TEXT SEGMENT:

========

Ancient genome duplications did not structure the human Hox-bearing chromosomes

Abstract

The fact that there are four homeobox (Hox) clusters in most vertebrates but only one in invertebrates is often cited as evidence for the hypothesis that two rounds of genome duplication by polyploidization occurred early in vertebrate history. In addition, it has been observed in humans and other mammals that numerous gene families include paralogs on two or more of the four Hox-bearing chromosomes (the chromosomes bearing the Hox clusters; i.e., human chromosomes 2, 7, 12, and 17), and the existence of these paralogs has been taken as evidence that these genes were duplicated along with the Hox clusters by polyploidization. We tested this hypothesis by phylogenetic analysis of 42 gene families including members on two or more of the human Hox-bearing chromosomes. In 32 of these families there was evidence against the hypothesis that gene duplication occurred simultaneously with duplication of the Hox clusters. Phylogenies of 14 families supported the occurrence of one or more gene duplications before the origin of vertebrates, and of 15 gene duplication times estimated for gene families evolving in a clock-like manner, only six were dated to the same time period early in vertebrate history during which the Hox clusters duplicated. Furthermore, of gene families duplicated around the same time as the Hox clusters, the majority showed topologies inconsistent with their having duplicated simultaneously with the Hox clusters. The results thus indicate that ancient events of genome duplication, if they occurred at all, did not play an important role in structuring the mammalian Hox-bearing chromosomes.

========

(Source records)
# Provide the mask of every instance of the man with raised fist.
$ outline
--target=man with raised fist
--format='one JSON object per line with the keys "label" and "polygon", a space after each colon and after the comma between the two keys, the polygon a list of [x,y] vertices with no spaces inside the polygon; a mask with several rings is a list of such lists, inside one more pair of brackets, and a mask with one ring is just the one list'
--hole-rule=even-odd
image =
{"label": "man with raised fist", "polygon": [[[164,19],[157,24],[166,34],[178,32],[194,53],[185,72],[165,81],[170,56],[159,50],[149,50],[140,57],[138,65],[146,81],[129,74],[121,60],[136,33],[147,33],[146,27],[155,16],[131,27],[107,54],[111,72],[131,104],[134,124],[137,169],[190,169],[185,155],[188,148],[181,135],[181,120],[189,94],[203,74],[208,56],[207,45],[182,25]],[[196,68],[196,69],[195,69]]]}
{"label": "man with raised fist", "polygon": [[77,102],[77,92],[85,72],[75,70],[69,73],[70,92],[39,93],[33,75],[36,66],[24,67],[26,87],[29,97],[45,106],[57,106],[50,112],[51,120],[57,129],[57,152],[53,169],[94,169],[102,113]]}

========

WHAT YOU NEED TO DO:
(a) Answer these questions using the abstract on human Hox-bearing chromosomes:
(i) Which human chromosomes carry the Hox clusters?
(ii) How many gene families did the phylogenetic analysis cover?
(iii) Of the 15 gene duplication times estimated for clock-like families, how many fell in the same early vertebrate period as the Hox cluster duplication?
(b) Extend the abstract on human Hox-bearing chromosomes, picking up after its last sentence.

OUTPUTS FOR THE TASKS:
(a)
(i) Chromosomes 2, 7, 12, and 17
(ii) 42
(iii) Six

(b)
Figure 1

Summary of phylogenetic analyses of families including members on at least two of human Hox-bearing chromosomes (2, 7, 12, and 17), which indicated that one or more gene duplications occurred before the origin of vertebrates or after the mammalian radiation. For each family, the timing of duplications is indicated relative to a phylogeny of organisms, and the chromosomal locations of the corresponding human genes are indicated; e.g., the notation “CDK (12) (7,12,17)” indicates that a member of the CDK family on human chromosome 12 duplicated from the ancestor of other family members on human chromosomes 7, 12, and 17 before the divergence of fungi from animals. The bootstrap confidence level (BCL) for the internal branches of the phylogenetic trees are color-coded. The time window within which the vertebrate Hox clusters are believed to have duplicated is also indicated. Names of gene families are abbreviated as in Table 1.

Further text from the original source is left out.